Required work. Continue the passage on the Benjamin Franklin 7-cent stamp from the Prominent Americans Issues, picking up after its final sentence.

Text for analysis.

BEGIN

The Prominent Americans Issues features an image of Benjamin Franklin (1706–1790) on the 7-cent stamp. In a 1978 tribute, the U.S. Postal Service described Franklin as “a printer, newspaper publisher, and author of Poor Richard’s Almanack. He founded or helped to establish the first American hospital, subscription library, volunteer fire and paid police departments, the American Philosophical Society, and the University of Pennsylvania. He was a scientist and inventor (lightning rod, bifocals, and the stove that bears his name). He was a patriot and public servant. He served as a member of the Continental Congress, signed the Declaration of Independence, and was the first Postmaster General (of the British colonies). As a diplomat, he negotiated the treaty of alliance with France and the peace treaty with Great Britain. He was unquestionably the best known and most admired man in colonial America and one of the greatest figures of the eighteenth century.”

END

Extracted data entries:
BEGIN

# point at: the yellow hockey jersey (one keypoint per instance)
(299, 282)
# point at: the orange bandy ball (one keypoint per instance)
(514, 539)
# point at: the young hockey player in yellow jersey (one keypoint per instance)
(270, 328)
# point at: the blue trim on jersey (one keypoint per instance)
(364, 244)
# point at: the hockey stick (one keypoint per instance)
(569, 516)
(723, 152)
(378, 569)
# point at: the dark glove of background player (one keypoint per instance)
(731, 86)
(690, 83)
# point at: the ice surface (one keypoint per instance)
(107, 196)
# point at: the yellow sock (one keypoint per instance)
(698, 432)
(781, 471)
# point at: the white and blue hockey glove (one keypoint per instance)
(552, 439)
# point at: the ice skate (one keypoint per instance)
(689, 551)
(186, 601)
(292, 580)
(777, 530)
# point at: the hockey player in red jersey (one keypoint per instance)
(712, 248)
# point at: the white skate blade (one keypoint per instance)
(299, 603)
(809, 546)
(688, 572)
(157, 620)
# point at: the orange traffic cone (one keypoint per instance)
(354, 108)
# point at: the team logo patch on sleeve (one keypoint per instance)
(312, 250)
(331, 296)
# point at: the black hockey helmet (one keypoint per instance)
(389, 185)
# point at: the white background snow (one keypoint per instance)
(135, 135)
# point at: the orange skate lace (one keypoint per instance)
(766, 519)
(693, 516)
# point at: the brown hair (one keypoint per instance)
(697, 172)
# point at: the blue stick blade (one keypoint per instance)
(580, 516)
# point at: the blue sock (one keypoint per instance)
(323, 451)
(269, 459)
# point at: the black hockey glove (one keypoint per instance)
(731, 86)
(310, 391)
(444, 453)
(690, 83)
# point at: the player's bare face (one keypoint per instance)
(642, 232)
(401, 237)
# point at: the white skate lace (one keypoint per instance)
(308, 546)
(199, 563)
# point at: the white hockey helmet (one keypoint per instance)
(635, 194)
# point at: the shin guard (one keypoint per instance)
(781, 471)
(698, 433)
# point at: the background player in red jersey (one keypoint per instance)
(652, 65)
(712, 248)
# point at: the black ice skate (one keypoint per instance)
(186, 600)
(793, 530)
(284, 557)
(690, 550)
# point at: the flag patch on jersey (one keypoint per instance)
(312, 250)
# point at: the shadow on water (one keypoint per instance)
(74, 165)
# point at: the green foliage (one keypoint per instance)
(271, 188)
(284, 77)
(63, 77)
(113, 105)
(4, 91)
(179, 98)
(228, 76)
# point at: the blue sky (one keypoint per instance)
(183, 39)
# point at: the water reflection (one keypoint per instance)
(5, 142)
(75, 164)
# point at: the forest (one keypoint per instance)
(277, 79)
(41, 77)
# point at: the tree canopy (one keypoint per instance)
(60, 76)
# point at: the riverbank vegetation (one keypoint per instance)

END

Exercise output.
After George Washington, Benjamin Franklin has been the most honored American on U.S. postage stamps.

The 7-cent bright blue Franklin stamp was issued in Philadelphia, Pennsylvania, on October 20, 1972. The stamp was produced as a sheet stamp printed from plates of four hundred and sold in panes of one hundred stamps with gauge 10.5 x 11 perforations. Bill Hyde designed the stamp based on an oil painting by David Martin. The style of the “7C” is taken from Poor Richard’s Almanack. T.F. Kronen engraved the vignette, and Howard F. Sharpless engraved the lettering.

The 7-cent Franklin stamp initially paid the seven-cent domestic postcard rate that went in effect September 14, 1975, and lasted only three months, changing to nine cents on December 31. Two Franklin stamps could pay several fourteen-cent rates, including the domestic air postcard, third-class single piece per two ounce and, later, the foreign surface postcard rate. Three Franklin stamps at various times could pay the twenty-one cent foreign airmail letter rate and, later, the foreign air postcard and surface postcard rates.